**Document passage:**
::::::::
Geochemistry Department Core Capability:
Geochemical Transport

This effort involves simulation and study of coupled mineral-water-gas reactive transport in unsaturated porous media. The work covers infiltration/evaporation processes in the soil zone, reaction-transport processes in fractured rock under boiling conditions, injection of CO₂ in deep aquifers, hydrothermal alteration in geothermal systems, the controls on the rates of chemical weathering, and biogeochemical reaction networks in low-temperature environments. Although reaction-transport modeling and code development are the predominant activities, the group is also active in planning and executing various field and laboratory experiments focusing on the remediation of contaminated DOE sites, geothermal systems, natural analogues for nuclear waste isolation, as well as fundamental research on water-mineral interactions.  Examples of more fundamental research projects include the world’s first experimental studies using engineered microfluidic reactors to determine mineral-water reaction rates directly at the pore (mm) scale, the scale dependence of mineral-water reaction kinetics using pore network models, and the application of lattice-Boltzmann models to reaction-transport processes at the microscopic scale. 

Historically, a lot of geochemical transport work has been focused on predicting thermally driven processes accompanying the proposed emplacement of high-level nuclear waste at Yucca Mountain, Nevada, and on the understanding of the evolution of the natural hydrogeochemical system. One focus of this work was on integrating the thermal-hydrologic-chemical environment in the near field of the proposed Yucca Mountain repository with THC processes occurring inside emplacement drifts, including on the surface of the waste package (where corrosion is the main issue) and inside the waste packages (where dissolution of spent fuel is the main issue).

More recent research projects include  understanding the controls on chemical weathering. One such effort involves integration of uranium-series isotopic disequilibria with major element profiles to determine in situ reaction rates in deep-sea marine sediments. Another involves understanding the controls on, and rates of, formation of weathering rinds; this work has demonstrated the key role of reaction-induced porosity change in controlling the weathering rate.  The Geochemical Transport Group is also taking a key role in developing new-generation biogeochemical reactive transport models for application to the remediation of contaminated DOE sites.

Collaboration with other departments in ESD brings together essential pieces of the problem, including hydrological processes in the unsaturated zone, thermodynamics and kinetics of geochemical processes, and isotopic effects. More recently the group has begun studies relevant to the geologic sequestration of CO₂ and conducts hydrothermal experiments to study rates of mineral growth and dissolution under reservoir condtions of T, P and CO₂ fugacity.
::::::::
**To do:**
A. In the geochemical transport passage, write out again the part that opens with the words containing "Collaboration with other" and closes with "and CO₂ fugacity.", swapping "hydrothermal experiments" for "laboratory experiments".
B. According to the geochemical transport passage, what topics does the work cover? List every one.
::::::::
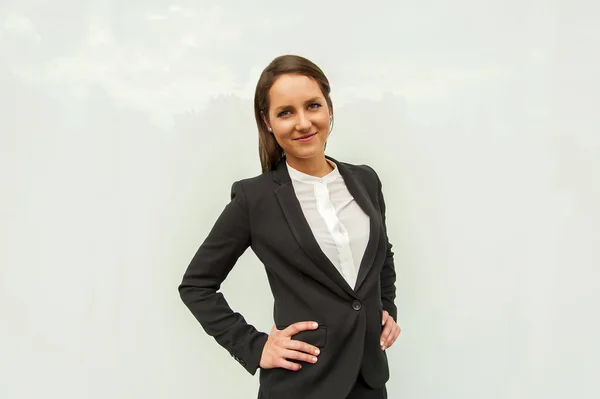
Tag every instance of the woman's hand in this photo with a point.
(280, 347)
(391, 331)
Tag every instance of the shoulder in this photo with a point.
(364, 172)
(251, 185)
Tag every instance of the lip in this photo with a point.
(306, 137)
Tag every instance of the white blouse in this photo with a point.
(338, 223)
::::::::
**Outputs for the tasks:**
A.
Collaboration with other departments in ESD brings together essential pieces of the problem, including hydrological processes in the unsaturated zone, thermodynamics and kinetics of geochemical processes, and isotopic effects. More recently the group has begun studies relevant to the geologic sequestration of CO₂ and conducts laboratory experiments to study rates of mineral growth and dissolution under reservoir condtions of T, P and CO₂ fugacity.

B.
- Infiltration/evaporation processes in the soil zone
- Reaction-transport processes in fractured rock under boiling conditions
- Injection of CO₂ in deep aquifers
- Hydrothermal alteration in geothermal systems
- The controls on the rates of chemical weathering
- Biogeochemical reaction networks in low-temperature environments